* [Entries provided]
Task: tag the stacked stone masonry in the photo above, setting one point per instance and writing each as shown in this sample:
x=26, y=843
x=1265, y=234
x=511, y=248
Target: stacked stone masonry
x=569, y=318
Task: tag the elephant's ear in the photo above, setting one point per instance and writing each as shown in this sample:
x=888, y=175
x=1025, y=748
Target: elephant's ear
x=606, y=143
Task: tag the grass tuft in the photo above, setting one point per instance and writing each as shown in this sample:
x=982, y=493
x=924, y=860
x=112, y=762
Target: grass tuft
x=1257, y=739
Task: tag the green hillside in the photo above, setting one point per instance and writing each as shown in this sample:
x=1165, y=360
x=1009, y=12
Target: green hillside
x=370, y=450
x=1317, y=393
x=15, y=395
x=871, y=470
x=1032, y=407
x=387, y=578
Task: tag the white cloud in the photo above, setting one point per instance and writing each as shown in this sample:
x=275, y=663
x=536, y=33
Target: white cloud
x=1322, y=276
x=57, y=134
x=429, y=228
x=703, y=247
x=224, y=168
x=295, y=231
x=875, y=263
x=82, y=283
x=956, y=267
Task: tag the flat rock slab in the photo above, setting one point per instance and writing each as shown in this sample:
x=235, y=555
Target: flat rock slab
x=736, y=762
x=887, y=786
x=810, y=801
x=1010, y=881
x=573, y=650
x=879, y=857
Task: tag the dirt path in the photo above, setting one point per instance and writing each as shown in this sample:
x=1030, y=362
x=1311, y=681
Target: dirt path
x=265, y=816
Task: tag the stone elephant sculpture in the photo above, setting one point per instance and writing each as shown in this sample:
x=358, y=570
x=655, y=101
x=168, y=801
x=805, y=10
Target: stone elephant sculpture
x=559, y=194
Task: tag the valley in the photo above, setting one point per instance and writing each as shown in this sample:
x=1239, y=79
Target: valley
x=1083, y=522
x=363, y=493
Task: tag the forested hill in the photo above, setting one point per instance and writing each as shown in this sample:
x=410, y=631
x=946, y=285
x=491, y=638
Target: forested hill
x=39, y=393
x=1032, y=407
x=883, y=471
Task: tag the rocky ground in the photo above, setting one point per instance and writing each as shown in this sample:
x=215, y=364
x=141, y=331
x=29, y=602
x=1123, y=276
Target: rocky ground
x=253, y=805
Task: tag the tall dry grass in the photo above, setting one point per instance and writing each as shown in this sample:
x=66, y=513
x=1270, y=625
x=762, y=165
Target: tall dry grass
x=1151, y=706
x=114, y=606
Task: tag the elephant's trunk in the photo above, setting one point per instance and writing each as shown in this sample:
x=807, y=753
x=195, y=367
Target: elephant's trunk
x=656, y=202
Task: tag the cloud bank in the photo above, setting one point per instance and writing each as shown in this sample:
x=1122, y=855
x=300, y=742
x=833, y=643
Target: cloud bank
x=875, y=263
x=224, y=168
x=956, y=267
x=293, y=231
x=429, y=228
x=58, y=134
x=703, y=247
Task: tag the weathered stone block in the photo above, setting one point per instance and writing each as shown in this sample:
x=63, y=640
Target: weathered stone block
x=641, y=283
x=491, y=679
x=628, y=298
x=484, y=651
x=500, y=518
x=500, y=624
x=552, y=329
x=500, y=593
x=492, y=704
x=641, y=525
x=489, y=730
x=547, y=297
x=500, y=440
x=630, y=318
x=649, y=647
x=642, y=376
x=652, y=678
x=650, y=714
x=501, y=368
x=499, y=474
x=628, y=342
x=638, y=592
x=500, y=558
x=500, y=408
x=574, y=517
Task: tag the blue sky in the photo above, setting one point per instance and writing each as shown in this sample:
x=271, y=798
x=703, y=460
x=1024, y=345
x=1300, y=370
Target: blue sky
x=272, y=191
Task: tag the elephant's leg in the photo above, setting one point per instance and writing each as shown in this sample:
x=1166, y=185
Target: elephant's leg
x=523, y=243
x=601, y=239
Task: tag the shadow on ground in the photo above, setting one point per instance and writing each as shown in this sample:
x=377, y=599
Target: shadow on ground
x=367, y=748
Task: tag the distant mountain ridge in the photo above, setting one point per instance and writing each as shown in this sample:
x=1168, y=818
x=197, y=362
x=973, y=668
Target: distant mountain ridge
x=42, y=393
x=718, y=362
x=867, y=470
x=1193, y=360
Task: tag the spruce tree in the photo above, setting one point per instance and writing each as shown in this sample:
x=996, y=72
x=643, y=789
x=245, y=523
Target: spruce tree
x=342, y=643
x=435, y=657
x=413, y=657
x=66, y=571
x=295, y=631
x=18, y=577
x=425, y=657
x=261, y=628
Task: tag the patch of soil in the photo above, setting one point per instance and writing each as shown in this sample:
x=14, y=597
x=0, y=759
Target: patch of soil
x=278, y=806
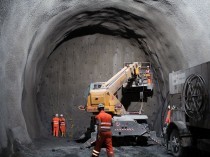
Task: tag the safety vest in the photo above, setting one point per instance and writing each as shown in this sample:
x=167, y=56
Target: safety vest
x=168, y=117
x=104, y=121
x=62, y=122
x=55, y=121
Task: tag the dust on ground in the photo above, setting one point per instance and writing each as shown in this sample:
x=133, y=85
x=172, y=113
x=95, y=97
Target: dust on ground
x=63, y=147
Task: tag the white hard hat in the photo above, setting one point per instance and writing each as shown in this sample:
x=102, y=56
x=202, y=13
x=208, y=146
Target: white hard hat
x=100, y=105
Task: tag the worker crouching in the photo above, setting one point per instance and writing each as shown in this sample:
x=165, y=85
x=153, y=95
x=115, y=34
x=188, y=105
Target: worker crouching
x=62, y=126
x=104, y=134
x=55, y=123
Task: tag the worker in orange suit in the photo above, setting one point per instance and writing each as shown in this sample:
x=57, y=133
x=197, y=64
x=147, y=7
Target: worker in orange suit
x=148, y=75
x=62, y=125
x=55, y=123
x=104, y=134
x=168, y=116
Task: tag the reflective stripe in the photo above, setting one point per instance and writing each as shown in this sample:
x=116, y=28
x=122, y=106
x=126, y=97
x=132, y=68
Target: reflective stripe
x=95, y=154
x=105, y=127
x=96, y=151
x=106, y=123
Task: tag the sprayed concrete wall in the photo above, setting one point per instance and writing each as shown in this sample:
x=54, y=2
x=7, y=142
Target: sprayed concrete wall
x=170, y=34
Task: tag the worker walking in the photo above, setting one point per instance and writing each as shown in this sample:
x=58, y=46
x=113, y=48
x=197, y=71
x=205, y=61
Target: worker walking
x=104, y=134
x=55, y=123
x=62, y=125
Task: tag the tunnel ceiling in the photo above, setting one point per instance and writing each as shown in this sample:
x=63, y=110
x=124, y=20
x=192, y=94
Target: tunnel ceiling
x=172, y=35
x=140, y=31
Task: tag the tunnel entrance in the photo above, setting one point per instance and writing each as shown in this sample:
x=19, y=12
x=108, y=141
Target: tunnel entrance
x=87, y=47
x=72, y=67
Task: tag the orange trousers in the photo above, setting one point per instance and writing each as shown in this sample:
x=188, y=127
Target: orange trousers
x=55, y=130
x=104, y=138
x=63, y=130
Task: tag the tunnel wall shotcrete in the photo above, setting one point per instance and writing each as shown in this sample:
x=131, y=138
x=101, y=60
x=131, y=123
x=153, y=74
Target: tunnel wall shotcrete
x=173, y=35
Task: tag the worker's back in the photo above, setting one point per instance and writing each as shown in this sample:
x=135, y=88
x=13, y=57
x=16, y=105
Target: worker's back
x=104, y=120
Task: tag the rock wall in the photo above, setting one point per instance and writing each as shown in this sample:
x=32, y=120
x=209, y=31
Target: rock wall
x=171, y=34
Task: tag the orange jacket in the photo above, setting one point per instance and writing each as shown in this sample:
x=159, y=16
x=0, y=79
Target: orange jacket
x=168, y=117
x=104, y=121
x=55, y=121
x=62, y=121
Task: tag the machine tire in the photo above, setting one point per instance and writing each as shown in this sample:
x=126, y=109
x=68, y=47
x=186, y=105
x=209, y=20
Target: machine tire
x=175, y=144
x=141, y=141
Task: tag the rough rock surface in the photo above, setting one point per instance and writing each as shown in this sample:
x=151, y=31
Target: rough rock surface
x=170, y=34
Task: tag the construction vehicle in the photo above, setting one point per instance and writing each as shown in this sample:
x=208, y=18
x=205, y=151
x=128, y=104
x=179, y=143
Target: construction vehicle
x=190, y=118
x=135, y=80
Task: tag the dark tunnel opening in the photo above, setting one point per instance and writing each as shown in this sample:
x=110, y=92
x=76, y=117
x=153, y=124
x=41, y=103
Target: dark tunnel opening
x=140, y=35
x=52, y=50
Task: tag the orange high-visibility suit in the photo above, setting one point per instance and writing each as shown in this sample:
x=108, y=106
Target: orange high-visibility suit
x=55, y=123
x=63, y=126
x=168, y=117
x=104, y=122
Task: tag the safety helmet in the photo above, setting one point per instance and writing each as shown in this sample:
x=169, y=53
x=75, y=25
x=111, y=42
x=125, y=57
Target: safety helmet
x=100, y=105
x=169, y=107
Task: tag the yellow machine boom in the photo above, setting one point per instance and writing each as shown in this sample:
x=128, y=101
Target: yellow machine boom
x=105, y=92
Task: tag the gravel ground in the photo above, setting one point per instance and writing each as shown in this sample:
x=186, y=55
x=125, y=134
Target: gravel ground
x=58, y=147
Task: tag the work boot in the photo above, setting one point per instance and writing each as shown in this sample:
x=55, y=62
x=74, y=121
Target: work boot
x=110, y=155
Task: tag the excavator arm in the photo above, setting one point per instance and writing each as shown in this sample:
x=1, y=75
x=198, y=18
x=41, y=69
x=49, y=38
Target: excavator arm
x=106, y=92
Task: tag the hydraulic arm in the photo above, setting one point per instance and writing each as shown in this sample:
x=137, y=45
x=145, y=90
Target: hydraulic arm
x=106, y=92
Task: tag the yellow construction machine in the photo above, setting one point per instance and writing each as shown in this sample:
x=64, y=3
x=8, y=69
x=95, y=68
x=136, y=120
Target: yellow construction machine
x=135, y=80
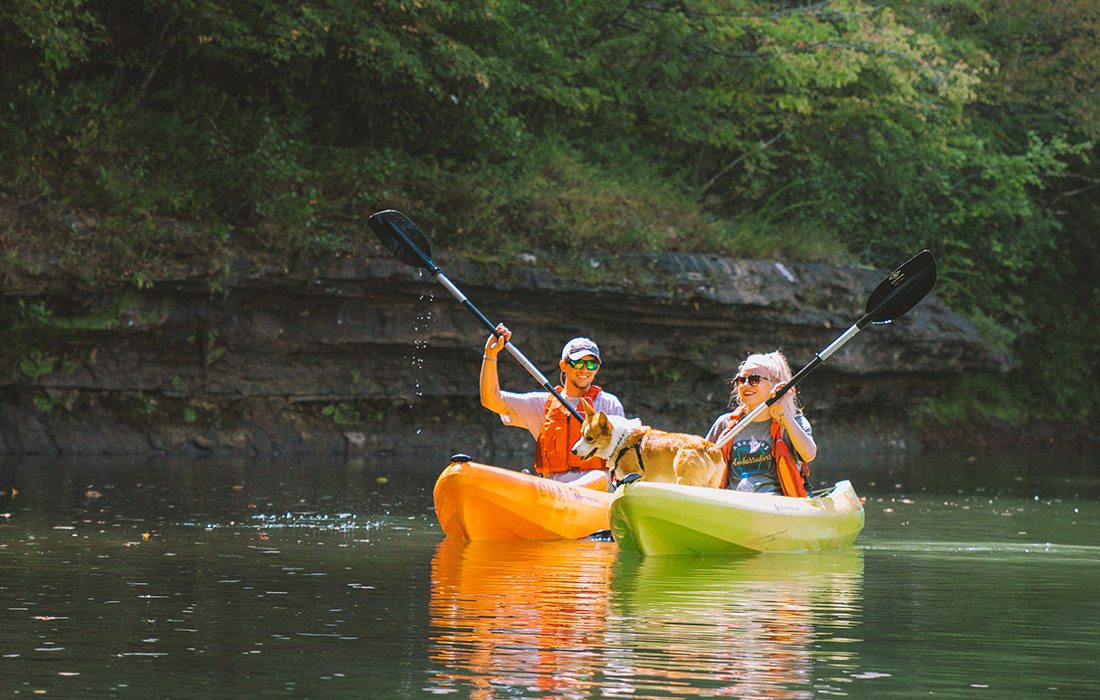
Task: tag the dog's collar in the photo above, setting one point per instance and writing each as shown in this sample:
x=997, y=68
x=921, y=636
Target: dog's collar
x=637, y=450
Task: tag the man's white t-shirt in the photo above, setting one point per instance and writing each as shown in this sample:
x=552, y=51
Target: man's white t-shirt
x=528, y=409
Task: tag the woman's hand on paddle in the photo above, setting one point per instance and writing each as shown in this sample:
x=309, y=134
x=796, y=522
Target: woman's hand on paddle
x=496, y=342
x=784, y=406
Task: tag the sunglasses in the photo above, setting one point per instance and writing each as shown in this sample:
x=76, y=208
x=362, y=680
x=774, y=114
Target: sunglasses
x=592, y=365
x=752, y=380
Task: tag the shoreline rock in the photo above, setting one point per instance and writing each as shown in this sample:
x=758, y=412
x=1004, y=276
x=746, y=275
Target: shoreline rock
x=361, y=354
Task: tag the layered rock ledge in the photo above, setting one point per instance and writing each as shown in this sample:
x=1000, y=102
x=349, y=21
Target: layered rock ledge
x=364, y=354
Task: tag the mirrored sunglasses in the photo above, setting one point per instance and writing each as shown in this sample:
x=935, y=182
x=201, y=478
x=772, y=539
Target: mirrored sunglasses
x=751, y=379
x=592, y=365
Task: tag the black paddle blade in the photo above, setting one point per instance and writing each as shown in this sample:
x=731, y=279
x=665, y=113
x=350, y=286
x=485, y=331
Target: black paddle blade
x=902, y=290
x=403, y=238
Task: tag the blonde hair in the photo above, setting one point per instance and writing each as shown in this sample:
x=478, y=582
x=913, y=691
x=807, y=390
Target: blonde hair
x=778, y=367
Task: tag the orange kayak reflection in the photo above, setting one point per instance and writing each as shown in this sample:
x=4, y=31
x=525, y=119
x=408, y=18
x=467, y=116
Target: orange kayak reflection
x=574, y=620
x=519, y=614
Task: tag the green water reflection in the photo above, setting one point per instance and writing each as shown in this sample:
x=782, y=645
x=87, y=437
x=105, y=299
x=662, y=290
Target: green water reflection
x=330, y=579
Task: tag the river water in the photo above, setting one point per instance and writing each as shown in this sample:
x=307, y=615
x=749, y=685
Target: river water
x=317, y=578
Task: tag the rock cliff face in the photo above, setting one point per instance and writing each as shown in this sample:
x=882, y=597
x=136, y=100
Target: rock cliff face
x=361, y=354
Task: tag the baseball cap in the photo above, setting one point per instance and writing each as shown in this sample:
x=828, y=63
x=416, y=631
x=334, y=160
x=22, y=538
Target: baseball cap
x=579, y=348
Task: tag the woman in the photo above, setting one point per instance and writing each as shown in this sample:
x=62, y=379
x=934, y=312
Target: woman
x=769, y=455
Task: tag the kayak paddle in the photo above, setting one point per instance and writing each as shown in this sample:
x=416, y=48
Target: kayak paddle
x=901, y=291
x=408, y=244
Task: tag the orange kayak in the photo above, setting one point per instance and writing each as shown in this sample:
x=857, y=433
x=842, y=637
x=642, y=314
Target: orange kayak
x=481, y=502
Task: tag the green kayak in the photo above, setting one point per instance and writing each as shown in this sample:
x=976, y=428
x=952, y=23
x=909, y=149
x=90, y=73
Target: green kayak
x=662, y=518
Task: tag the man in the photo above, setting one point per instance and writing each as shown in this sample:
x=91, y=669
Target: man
x=553, y=427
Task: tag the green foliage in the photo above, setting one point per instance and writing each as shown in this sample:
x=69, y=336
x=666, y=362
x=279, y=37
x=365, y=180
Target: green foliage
x=840, y=130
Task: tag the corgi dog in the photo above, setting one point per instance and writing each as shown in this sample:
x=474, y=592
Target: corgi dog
x=630, y=447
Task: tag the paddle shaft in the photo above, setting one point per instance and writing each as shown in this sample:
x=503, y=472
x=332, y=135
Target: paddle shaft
x=817, y=361
x=457, y=293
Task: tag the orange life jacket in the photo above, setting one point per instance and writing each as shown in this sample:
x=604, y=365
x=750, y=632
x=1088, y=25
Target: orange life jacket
x=792, y=474
x=560, y=431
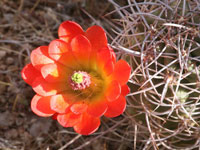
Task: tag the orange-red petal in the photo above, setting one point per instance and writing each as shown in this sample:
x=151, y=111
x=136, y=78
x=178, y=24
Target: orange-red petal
x=59, y=104
x=40, y=57
x=79, y=107
x=113, y=91
x=121, y=72
x=41, y=106
x=68, y=30
x=125, y=90
x=57, y=48
x=69, y=119
x=81, y=48
x=97, y=37
x=98, y=107
x=88, y=124
x=29, y=73
x=109, y=68
x=55, y=72
x=41, y=87
x=116, y=108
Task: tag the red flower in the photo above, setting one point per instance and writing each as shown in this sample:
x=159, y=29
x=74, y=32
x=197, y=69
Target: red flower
x=77, y=78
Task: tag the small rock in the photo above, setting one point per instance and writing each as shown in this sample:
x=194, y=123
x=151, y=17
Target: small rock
x=40, y=126
x=2, y=54
x=2, y=88
x=9, y=61
x=11, y=134
x=6, y=119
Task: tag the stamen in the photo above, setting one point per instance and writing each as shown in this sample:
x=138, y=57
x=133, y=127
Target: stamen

* [What you should do] Please edit the material from the line with "Task: tag the yellow construction" to the line with "x=637, y=450" by putting "image" wherever "photo" appears, keeping everything else the same. Leave the pictures out of your answer.

* [Result of this exercise]
Task: tag the yellow construction machine in the image above, setting one point per instance and writing each as shown in this sample:
x=64, y=3
x=8, y=69
x=95, y=68
x=136, y=120
Target: yellow construction machine
x=135, y=80
Task: tag the dog's collar in the image above, setting one point per instance and writing each as shown in this sample:
x=997, y=68
x=921, y=636
Target: dog's collar
x=637, y=450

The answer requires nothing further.